**Exercise tasks**.
A: Reproduce the passage of the Freenet filesystem post from "At 11:34 AM" to "list-serv is configured.", word for word.
B: Pick up the mailing-list message about building a filesystem on Freenet where it stops, and keep writing it.

[Freenet-dev] A Filesystem on top of Freenet

Joseph Solbrig Sun, 28 May 2000 15:10:47 -0700

At 11:34 AM 5/28/2000 +0300, you wrote:
>(There really should be a freenet-apps list.  Maybe rename freenet-client?)
>


I started posting to freenet-client but all the replies came back from
freenet-dev. freenet-client seems to be configured so replies to the
freenet-client posts by default don't go back to the freenet-client list -
perhaps someone could look how the list-serv is configured. 

>Applications based off Freenet will probably have some common design
>patterns, and I've been thinking about one of them as a way of implementing
>a filesystem-ish system over Freenet.  

YES!

And considering that there has been a lot of research over the years about
what makes a really good file system, I hope that we place ourselves at the
end of this research rather than being haphazard about what would minimally
work. I don't believe that any of the "limitations" of freenet would
prevent us from creating the most modern possible system - indeed, I
wouldn't think of them as limitations at all. 

I would submit that a good goal would be to be able to publish, view and
update an arbitrary, updatable XML document on freenet - XML is a
technology that is designed to and being embraced as a way to unify
numerous protocols and create more. This would require us to also some
internal search conventions distinct from straight XML but it would be
possible to create something that appeared to the outside as an XML document. 
(though I also think there are things that need to be extended with XML -
though I haven't reviewed the "schema" structure which replaces DTDs as the
base definition mechanism for XML dialects).

Stored records:
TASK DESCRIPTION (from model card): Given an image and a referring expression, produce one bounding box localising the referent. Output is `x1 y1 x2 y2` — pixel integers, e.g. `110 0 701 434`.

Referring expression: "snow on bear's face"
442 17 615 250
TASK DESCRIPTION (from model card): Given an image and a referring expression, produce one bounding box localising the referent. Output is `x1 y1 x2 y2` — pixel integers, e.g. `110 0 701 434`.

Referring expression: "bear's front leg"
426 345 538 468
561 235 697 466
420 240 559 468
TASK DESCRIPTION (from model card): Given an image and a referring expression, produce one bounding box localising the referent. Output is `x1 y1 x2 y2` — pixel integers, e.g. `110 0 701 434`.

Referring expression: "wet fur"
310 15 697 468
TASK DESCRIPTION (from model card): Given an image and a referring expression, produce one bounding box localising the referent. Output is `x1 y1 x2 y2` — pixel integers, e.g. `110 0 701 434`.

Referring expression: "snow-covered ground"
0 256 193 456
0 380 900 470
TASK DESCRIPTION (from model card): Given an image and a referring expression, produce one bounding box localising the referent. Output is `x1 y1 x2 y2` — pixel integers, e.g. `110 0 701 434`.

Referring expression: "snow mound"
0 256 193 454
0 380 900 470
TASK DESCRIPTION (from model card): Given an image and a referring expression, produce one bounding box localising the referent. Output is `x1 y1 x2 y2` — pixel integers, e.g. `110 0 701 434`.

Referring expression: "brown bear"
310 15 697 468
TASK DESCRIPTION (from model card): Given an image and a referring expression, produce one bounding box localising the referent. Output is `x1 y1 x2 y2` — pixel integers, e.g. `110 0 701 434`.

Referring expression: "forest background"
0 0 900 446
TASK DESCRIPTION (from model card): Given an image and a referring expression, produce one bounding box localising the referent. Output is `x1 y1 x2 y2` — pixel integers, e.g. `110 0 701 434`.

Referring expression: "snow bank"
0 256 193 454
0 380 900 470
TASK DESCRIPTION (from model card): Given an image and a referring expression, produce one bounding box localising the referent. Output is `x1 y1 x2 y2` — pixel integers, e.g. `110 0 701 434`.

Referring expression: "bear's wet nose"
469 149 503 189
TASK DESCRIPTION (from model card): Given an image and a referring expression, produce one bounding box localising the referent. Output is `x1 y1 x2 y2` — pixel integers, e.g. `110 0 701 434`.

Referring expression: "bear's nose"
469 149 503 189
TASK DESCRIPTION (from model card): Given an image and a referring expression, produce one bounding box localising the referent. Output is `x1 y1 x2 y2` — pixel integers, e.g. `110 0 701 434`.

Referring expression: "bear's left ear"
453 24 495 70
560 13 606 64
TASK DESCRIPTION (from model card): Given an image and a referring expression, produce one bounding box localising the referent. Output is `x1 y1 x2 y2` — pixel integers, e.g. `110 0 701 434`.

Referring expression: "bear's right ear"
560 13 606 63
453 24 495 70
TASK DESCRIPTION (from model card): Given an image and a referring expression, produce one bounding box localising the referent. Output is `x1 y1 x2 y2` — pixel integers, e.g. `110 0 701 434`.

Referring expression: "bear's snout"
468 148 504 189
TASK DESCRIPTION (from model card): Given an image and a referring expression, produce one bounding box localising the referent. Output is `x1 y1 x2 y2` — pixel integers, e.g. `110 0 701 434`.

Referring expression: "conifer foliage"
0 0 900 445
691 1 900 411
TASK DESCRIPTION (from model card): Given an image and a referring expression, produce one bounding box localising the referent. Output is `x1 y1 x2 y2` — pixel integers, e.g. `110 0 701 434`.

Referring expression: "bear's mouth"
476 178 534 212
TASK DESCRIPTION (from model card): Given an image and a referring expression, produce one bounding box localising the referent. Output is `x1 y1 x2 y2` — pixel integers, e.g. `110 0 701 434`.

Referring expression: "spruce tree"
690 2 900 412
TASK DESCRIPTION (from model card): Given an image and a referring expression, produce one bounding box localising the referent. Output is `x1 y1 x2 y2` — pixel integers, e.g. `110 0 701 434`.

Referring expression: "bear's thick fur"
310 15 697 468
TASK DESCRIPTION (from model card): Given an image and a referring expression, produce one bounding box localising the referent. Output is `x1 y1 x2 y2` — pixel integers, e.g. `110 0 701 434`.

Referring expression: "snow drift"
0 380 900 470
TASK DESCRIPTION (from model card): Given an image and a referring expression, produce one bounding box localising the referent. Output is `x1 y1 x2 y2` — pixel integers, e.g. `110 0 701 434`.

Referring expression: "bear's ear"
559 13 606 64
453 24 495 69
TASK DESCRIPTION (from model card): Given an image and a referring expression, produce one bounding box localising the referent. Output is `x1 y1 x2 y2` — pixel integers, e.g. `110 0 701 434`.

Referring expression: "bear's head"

**Responses in order**.
A:
At 11:34 AM 5/28/2000 +0300, you wrote:
>(There really should be a freenet-apps list.  Maybe rename freenet-client?)
>


I started posting to freenet-client but all the replies came back from
freenet-dev. freenet-client seems to be configured so replies to the
freenet-client posts by default don't go back to the freenet-client list -
perhaps someone could look how the list-serv is configured.

B:
I believe that the system I've been developing can be extended into such an
XML view/interface for freenet.  Although it's current syntax may look
entirely different, it's structure is very similar to XML - statements
consist of element-productions and element-containment. 

In any case, this would mean that the public interface could be one of the
public interfaces of XML - DOM (document object model) or SAX. 

>You could for example use very
>similar code to create a email based system on top Freenet (using
>SMTP->Freenet and Freenet->IMAP apps), but with the unfortunate property
>that you could read every single email sent to any person (as long as you
>know their "email".  

Well, theoretically, encryption should take care of that. 

>
>===========================================================
>
>


>We assume an unlimited number of "filesystems", by tacking on an arbitrary
>prefix to keys representing directory structure.  In other words, I can
>choose "/filesystems/areallylongprefix376/" as a prefix, and then when I
>read the file "/directory/dir2/" I use the key
>"/filesystems/areallylongprefix376/directory/dir2/" as the Freenet KHK for
>the file.
>
Hmm, this is similar to what I've proposed and implemented with my viewer
object. I've got a file describing the language at
www.crucialquestions.com. I could update it to show give future freenet
directions.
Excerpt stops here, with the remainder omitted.